**What is expected**. In the records below, find each line containing the word "black" and copy it.
- - - - - - -
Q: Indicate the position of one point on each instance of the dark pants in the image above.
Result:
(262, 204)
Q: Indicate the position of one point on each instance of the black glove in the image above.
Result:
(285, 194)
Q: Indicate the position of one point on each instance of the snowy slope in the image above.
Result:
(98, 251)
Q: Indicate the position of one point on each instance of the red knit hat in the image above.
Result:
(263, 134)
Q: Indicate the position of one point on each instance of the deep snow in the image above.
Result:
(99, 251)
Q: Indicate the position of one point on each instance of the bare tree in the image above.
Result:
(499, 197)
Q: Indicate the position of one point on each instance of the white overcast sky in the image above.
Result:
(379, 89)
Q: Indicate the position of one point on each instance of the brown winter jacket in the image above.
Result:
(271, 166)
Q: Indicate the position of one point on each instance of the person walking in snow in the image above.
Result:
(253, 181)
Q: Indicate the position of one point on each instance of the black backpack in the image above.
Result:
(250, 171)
- - - - - - -
**Solution to this exercise**.
Q: Indicate the position of one point on each instance of the black glove in the image above.
Q: Indicate the position of one point on each instance of the black backpack in the image above.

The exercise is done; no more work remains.